## WHAT YOU ARE ASKED TO DO
Gather every line in the items below that contains the word "blue", and copy each one out. Capitalization matters.

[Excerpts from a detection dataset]
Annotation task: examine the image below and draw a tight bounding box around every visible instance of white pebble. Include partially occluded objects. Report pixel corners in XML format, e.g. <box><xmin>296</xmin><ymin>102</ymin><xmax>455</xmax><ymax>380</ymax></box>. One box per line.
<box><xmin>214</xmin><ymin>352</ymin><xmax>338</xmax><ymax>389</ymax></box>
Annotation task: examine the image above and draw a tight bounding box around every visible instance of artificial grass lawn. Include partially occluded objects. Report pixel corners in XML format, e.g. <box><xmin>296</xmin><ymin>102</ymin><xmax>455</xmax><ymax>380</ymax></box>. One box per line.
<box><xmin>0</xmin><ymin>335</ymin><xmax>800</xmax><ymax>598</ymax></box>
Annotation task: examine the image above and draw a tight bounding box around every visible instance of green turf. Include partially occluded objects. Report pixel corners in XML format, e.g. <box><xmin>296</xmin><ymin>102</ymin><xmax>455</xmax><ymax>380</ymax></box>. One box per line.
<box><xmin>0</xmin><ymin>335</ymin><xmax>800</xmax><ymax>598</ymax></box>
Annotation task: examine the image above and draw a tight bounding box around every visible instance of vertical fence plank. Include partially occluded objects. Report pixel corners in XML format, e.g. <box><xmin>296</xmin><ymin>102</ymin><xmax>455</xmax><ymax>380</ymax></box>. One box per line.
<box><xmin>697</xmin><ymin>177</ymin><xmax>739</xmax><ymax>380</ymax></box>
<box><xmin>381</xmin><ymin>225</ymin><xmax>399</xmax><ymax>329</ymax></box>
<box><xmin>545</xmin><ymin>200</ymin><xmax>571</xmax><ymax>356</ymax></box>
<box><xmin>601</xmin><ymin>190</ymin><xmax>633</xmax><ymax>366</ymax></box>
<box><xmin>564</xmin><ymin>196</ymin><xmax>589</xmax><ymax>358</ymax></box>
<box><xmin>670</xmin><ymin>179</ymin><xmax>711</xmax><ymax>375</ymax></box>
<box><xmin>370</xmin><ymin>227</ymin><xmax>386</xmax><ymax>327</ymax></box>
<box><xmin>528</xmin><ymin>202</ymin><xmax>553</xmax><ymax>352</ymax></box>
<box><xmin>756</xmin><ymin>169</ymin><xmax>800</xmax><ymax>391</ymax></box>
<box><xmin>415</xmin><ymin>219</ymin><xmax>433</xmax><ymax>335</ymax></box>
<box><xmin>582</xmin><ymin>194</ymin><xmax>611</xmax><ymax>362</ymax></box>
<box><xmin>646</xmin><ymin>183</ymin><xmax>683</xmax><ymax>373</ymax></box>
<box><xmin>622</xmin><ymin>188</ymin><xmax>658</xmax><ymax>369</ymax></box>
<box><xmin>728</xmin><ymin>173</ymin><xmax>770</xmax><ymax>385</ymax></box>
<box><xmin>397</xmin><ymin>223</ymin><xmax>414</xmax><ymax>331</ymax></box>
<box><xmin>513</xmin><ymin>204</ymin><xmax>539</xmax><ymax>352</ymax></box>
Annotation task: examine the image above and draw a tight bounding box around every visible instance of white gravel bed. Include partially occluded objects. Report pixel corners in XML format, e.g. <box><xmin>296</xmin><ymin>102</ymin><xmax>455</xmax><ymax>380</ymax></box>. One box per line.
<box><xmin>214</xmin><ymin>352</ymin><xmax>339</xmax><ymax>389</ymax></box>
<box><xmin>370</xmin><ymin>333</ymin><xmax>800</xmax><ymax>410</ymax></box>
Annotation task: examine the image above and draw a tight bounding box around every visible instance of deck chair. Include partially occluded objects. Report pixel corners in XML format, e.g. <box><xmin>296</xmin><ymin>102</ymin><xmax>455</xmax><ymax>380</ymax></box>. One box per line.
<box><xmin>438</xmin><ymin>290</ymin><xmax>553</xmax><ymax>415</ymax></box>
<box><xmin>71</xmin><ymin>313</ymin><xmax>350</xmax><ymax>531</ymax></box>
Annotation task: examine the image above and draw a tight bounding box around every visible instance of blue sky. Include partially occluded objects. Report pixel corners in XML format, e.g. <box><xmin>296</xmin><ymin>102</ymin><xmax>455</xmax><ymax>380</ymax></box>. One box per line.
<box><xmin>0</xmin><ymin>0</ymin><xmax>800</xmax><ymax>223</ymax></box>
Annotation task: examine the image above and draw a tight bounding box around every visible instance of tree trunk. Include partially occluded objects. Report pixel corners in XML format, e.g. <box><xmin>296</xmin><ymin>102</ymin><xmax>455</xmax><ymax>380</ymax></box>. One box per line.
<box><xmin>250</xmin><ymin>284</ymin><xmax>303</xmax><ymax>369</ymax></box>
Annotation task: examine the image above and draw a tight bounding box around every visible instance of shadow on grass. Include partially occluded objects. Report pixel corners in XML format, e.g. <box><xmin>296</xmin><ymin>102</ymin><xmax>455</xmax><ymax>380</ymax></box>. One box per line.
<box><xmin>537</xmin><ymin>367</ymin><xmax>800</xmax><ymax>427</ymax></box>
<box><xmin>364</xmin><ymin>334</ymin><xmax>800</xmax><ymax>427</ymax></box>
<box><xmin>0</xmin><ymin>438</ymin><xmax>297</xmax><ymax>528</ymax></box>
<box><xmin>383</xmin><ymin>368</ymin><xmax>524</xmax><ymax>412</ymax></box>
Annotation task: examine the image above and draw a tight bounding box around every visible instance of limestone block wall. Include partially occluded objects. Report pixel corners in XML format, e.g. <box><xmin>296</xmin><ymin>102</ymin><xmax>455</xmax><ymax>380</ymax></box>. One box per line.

## ANSWER TO THIS EXERCISE
Annotation task: examine the image above and draw a tight bounding box around every visible instance of blue sky. Include partially occluded objects. Report pixel corners in XML format, e.g. <box><xmin>296</xmin><ymin>102</ymin><xmax>455</xmax><ymax>380</ymax></box>. One box per line.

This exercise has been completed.